» 本文抜粋:

うつ病の人々は、心の中で孤独を感じたり、自分には何かが欠けているのではないかという感覚を抱いています。このことが心理学的観点から見て意味することを無視して象徴的な言い方をすると、この時欠けているのは愛なのです。特に、自分自身への愛、周囲の人々への愛、生活への愛、そして仕事への愛などが不足しています。

もっと厳密な身体面の話に移ると、恋愛によって脳内の化学世界に変革が起こることは明白です。誰かに夢中になっている人の脳内では生理学的相関が起こり、神経伝達物質が放出されます。これにより、知覚される幸福感が増すのです。

これら二つの要素が結びつけば、かなり問題のある結論が導き出されてしまいます。まず、化学的観点から言えば、恋とはうつ病を治療する「クスリ」のようなものです。また、象徴的な言い方をすれば、このクスリによって愛情不足問題も解決されます。そのために、「全ての問題を解決するカギは恋愛だったのだ」というとても的外れな結論にたどり着いてしまうのです。

恋愛うつ

恋愛うつは、情緒的に何かが欠けている人や化学的なバランスが取れていない人が、自分を完全に変えてくれるような相手を見つけた時に生じます。ただ、恋愛の初期段階においては相手へののぼせ上がりによって脳内に待望の神経伝達物質カクテルが放出されるため、精神的に満ち足りた気分を味わうことができます。

関係性の中で生じるあれこれは、カップル双方に影響を与えます。しかし、こういった特殊なケースでは、うつ病を患っている方の人物が、自分の気分を良くするための手段として恋愛を利用しようとする場合があるのです。このような幾分利己的なスタンスを取ることが、本物の愛を表現しているとは言えません。さらに、二人の関係の次のステージがはじめのうちほど調子の良いものにはならなそうなことに、おそらく気づき始めます。

そして遅かれ早かれ、パートナーが心の安らぎやサポートをくれる存在ではなくなってしまうのです。しかしその人物は一人の人間であり、生命を持たないモノでもクスリでもありません。そのため、相手も精神的に追い詰められ始めます。そして関係性に問題が生じるのです。うつ病を患う方の人物は、かつての状態に戻ってくれるようパートナーに要求し、やがては懇願するようになるでしょう。自らの不愉快な感情を取り去ってくれていた頃のように戻って欲しいと願うのです。

» 一覧:
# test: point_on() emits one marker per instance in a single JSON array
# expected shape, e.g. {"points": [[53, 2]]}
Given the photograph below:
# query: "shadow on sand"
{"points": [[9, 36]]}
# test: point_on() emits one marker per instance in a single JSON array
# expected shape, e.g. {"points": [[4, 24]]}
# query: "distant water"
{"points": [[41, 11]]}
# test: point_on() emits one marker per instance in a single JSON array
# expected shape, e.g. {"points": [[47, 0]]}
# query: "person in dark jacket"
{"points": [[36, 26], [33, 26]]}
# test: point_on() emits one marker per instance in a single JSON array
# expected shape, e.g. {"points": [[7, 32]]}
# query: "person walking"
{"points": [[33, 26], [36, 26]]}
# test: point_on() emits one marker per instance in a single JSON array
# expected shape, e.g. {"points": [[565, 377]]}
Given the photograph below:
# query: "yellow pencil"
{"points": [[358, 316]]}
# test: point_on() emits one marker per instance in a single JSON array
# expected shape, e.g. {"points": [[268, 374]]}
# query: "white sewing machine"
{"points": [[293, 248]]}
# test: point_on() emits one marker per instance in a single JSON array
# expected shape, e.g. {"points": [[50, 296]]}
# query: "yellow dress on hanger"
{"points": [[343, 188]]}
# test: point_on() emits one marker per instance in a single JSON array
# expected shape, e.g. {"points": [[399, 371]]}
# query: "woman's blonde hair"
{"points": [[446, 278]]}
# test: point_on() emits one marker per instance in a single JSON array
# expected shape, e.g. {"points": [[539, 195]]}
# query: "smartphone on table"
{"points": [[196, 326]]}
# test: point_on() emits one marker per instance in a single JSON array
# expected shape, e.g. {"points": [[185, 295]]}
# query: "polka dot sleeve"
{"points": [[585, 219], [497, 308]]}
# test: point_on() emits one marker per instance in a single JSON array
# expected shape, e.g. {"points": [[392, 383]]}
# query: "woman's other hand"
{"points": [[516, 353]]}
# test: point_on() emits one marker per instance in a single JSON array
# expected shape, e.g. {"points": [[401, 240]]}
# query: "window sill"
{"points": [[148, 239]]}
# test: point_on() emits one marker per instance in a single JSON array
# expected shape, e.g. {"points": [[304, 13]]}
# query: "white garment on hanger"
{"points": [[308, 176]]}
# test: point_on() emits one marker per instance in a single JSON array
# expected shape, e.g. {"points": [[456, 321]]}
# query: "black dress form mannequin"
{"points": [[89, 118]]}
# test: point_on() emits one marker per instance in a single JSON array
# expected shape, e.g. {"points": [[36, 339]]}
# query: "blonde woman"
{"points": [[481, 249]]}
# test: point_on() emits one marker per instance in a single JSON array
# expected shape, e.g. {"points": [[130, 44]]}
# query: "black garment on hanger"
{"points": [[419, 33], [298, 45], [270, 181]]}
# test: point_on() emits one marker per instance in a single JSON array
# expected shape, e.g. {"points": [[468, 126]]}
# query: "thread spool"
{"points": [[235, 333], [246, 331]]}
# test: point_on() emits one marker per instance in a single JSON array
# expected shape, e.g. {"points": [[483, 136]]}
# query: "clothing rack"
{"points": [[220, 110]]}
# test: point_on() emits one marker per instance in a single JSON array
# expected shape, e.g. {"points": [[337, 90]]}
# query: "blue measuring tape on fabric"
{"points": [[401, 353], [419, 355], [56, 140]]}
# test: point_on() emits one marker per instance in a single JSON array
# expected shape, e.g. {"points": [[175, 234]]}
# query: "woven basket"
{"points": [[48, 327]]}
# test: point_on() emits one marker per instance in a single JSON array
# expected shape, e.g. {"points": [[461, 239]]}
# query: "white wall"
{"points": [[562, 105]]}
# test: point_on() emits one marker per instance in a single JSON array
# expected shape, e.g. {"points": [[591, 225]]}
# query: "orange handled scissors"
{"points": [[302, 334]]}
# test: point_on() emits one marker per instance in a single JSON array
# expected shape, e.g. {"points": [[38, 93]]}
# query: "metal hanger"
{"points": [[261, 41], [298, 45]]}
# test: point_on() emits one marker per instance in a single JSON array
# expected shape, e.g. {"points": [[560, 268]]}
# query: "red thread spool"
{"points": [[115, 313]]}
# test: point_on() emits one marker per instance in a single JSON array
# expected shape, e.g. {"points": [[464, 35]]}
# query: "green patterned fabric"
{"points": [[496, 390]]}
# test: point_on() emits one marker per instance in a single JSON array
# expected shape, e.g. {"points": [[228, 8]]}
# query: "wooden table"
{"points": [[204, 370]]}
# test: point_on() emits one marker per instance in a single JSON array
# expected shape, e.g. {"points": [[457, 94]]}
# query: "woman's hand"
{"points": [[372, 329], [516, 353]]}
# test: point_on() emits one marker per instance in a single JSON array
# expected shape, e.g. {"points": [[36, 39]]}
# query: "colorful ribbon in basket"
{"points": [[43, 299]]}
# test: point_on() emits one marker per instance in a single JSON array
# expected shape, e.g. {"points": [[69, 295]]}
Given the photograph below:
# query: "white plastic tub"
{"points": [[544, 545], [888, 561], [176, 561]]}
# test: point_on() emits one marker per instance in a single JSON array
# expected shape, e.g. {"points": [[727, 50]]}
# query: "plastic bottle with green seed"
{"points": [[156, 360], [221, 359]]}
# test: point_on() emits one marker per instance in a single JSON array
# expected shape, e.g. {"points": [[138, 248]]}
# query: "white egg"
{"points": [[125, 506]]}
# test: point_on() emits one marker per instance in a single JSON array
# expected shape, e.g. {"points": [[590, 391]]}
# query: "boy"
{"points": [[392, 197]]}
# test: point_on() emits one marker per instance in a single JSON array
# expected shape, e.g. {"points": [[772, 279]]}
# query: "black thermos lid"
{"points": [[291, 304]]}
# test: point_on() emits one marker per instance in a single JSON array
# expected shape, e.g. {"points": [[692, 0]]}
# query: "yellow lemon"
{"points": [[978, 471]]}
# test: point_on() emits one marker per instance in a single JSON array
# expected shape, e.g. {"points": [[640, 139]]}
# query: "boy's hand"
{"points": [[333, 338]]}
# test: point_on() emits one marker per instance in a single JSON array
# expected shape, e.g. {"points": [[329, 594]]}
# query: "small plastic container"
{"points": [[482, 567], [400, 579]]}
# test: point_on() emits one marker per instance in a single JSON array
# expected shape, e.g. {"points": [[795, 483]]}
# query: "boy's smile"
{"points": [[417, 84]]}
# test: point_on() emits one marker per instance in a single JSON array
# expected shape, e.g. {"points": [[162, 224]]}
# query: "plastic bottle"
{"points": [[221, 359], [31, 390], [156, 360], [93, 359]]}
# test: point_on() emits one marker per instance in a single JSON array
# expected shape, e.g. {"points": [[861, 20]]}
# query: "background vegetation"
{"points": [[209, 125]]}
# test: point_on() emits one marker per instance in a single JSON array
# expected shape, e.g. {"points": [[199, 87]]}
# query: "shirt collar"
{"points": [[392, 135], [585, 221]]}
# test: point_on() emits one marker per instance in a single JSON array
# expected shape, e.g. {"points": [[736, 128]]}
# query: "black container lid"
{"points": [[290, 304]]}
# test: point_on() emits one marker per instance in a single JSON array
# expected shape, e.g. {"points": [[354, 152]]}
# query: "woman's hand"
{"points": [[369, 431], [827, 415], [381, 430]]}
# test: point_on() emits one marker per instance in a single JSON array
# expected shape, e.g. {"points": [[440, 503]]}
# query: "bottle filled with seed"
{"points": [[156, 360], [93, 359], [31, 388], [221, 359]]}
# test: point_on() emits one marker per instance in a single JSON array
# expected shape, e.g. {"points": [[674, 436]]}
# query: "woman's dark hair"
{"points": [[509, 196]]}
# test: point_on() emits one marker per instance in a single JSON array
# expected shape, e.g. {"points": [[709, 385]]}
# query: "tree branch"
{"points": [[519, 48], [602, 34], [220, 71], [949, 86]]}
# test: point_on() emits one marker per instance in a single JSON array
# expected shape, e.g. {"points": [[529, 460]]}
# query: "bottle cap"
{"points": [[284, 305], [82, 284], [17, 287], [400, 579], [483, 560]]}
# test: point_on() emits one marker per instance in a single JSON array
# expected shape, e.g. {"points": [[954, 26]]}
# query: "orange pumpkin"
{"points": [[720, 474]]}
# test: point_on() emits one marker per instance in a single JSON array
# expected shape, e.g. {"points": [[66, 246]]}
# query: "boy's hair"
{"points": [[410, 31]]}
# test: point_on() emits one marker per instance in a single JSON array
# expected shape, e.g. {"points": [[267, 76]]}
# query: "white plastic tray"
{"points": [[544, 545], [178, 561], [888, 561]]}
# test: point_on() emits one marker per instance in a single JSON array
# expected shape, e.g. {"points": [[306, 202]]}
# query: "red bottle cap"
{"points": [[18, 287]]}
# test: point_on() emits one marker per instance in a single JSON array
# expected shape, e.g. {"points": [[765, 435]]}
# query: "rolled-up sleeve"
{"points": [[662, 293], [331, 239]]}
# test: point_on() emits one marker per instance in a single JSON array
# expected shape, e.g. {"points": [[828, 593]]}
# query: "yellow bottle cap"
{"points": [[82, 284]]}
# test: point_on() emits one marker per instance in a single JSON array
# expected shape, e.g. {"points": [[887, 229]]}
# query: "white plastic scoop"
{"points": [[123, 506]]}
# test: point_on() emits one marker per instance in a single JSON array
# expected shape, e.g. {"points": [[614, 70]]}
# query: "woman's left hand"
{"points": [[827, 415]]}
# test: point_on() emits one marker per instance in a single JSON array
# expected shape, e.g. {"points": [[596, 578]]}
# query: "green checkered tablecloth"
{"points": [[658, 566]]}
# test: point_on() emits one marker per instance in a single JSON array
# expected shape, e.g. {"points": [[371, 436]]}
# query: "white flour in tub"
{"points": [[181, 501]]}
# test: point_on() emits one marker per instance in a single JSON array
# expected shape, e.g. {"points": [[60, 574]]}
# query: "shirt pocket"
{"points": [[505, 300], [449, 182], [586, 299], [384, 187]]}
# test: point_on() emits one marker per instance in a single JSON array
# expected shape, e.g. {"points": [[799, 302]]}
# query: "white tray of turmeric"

» 課題 A:
本文抜粋によると、恋愛うつはどのような時に生じますか。
» 課題 B:
本文抜粋で、うつ病の人に特に不足しているとされる愛をすべて挙げてください。
» 課題 C:
本文抜粋の「うつ病の人々は、心の中で孤独」から「に、おそらく気づき始めます。」までを書き写してください。
一覧の内容はここでは使いません。

» 解答 A:
情緒的に何かが欠けている人や化学的なバランスが取れていない人が、自分を完全に変えてくれるような相手を見つけた時に生じます。

» 解答 B:
自分自身への愛、周囲の人々への愛、生活への愛、仕事への愛

» 解答 C:
うつ病の人々は、心の中で孤独を感じたり、自分には何かが欠けているのではないかという感覚を抱いています。このことが心理学的観点から見て意味することを無視して象徴的な言い方をすると、この時欠けているのは愛なのです。特に、自分自身への愛、周囲の人々への愛、生活への愛、そして仕事への愛などが不足しています。

もっと厳密な身体面の話に移ると、恋愛によって脳内の化学世界に変革が起こることは明白です。誰かに夢中になっている人の脳内では生理学的相関が起こり、神経伝達物質が放出されます。これにより、知覚される幸福感が増すのです。

これら二つの要素が結びつけば、かなり問題のある結論が導き出されてしまいます。まず、化学的観点から言えば、恋とはうつ病を治療する「クスリ」のようなものです。また、象徴的な言い方をすれば、このクスリによって愛情不足問題も解決されます。そのために、「全ての問題を解決するカギは恋愛だったのだ」というとても的外れな結論にたどり着いてしまうのです。

恋愛うつ

恋愛うつは、情緒的に何かが欠けている人や化学的なバランスが取れていない人が、自分を完全に変えてくれるような相手を見つけた時に生じます。ただ、恋愛の初期段階においては相手へののぼせ上がりによって脳内に待望の神経伝達物質カクテルが放出されるため、精神的に満ち足りた気分を味わうことができます。

関係性の中で生じるあれこれは、カップル双方に影響を与えます。しかし、こういった特殊なケースでは、うつ病を患っている方の人物が、自分の気分を良くするための手段として恋愛を利用しようとする場合があるのです。このような幾分利己的なスタンスを取ることが、本物の愛を表現しているとは言えません。さらに、二人の関係の次のステージがはじめのうちほど調子の良いものにはならなそうなことに、おそらく気づき始めます。